Excerpt from a dataset:

══════════

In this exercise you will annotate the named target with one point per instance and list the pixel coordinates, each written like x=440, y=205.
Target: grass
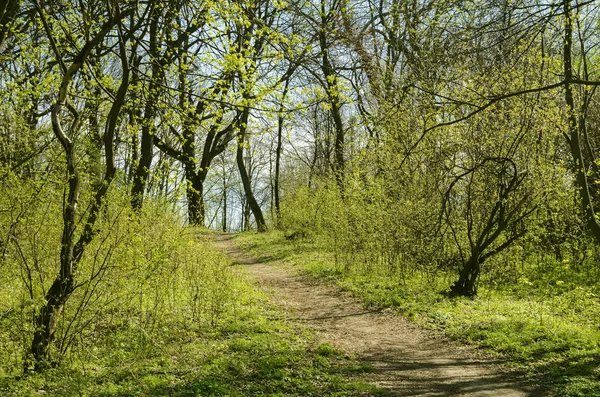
x=249, y=351
x=550, y=333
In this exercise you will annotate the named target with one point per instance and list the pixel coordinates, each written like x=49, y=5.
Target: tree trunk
x=466, y=283
x=142, y=172
x=250, y=199
x=224, y=218
x=195, y=198
x=334, y=100
x=46, y=321
x=280, y=121
x=575, y=128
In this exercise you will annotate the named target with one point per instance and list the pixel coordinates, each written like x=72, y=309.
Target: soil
x=407, y=360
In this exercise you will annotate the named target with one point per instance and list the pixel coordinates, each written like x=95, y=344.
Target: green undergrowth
x=552, y=334
x=249, y=349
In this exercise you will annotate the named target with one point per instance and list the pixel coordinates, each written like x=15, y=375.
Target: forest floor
x=405, y=360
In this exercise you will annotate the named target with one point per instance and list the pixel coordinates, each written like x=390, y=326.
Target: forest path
x=406, y=360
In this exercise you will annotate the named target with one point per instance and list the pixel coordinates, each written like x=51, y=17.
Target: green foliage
x=548, y=331
x=145, y=348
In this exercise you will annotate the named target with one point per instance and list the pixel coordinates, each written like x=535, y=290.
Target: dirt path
x=406, y=361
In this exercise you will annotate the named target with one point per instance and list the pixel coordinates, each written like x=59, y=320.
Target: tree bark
x=46, y=320
x=250, y=199
x=575, y=128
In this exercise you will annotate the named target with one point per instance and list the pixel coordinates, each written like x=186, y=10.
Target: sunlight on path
x=406, y=361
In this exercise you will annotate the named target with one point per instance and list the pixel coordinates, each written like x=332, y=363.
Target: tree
x=72, y=250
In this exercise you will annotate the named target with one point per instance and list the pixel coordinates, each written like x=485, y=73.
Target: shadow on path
x=406, y=360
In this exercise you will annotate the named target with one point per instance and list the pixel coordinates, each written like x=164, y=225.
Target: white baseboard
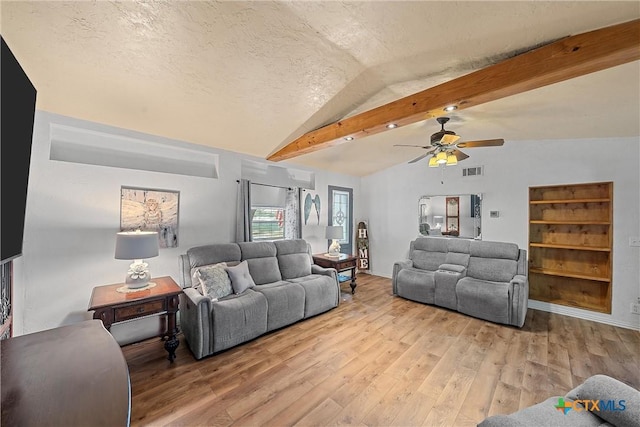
x=581, y=314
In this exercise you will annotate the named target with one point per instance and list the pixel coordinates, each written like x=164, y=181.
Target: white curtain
x=243, y=215
x=292, y=223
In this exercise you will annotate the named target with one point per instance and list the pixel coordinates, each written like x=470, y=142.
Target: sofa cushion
x=214, y=281
x=457, y=258
x=285, y=303
x=483, y=299
x=241, y=280
x=458, y=245
x=499, y=250
x=262, y=261
x=492, y=269
x=238, y=318
x=293, y=258
x=321, y=293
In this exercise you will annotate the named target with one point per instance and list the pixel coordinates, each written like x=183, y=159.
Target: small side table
x=344, y=262
x=112, y=306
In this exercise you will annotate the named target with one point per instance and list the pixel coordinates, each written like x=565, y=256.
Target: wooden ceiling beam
x=562, y=60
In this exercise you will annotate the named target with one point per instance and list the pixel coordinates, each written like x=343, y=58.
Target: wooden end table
x=344, y=262
x=112, y=306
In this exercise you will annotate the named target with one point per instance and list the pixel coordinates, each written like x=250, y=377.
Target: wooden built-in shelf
x=567, y=274
x=574, y=247
x=570, y=222
x=566, y=201
x=570, y=245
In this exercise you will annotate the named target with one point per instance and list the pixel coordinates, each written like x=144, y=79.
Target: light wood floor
x=379, y=360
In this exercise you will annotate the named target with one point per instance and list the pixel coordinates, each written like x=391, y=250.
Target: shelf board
x=557, y=201
x=549, y=272
x=544, y=221
x=583, y=306
x=576, y=247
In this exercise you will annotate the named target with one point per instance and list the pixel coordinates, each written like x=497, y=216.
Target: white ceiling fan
x=444, y=146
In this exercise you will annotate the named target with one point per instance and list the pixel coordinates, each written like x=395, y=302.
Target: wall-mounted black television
x=17, y=111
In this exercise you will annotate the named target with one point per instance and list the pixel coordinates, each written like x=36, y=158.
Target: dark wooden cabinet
x=112, y=306
x=342, y=263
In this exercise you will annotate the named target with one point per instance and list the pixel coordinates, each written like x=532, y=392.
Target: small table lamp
x=136, y=246
x=334, y=232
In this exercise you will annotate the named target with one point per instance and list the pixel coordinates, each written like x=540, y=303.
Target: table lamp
x=137, y=246
x=334, y=232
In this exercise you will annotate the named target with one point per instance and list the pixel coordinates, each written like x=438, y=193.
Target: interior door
x=341, y=213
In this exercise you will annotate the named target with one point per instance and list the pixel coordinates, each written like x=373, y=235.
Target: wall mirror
x=456, y=215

══════════

What you should do: Put the lines of the records from the line with "like x=332, y=363." to the line with "x=292, y=223", both included, into a JSON list of strings with one string per line, skipping blank lines. Leave the pictures out of the list.

Reply:
[
  "In this exercise you will annotate the named target with one point per instance and list the pixel coordinates, each written like x=332, y=363.",
  "Target: tree",
  "x=72, y=250",
  "In this exercise you will annotate the named target with one point per instance and list the pixel coordinates, each written like x=485, y=73.",
  "Target: shadow on path",
  "x=406, y=360",
  "In this exercise you will annotate the named target with one point per instance and list the pixel coordinates, each written like x=164, y=225.",
  "Target: white baseboard",
  "x=581, y=314",
  "In this exercise you will annotate the named target with one point per instance and list the pixel coordinates, each written like x=164, y=181.",
  "Target: white curtain",
  "x=243, y=215",
  "x=292, y=223"
]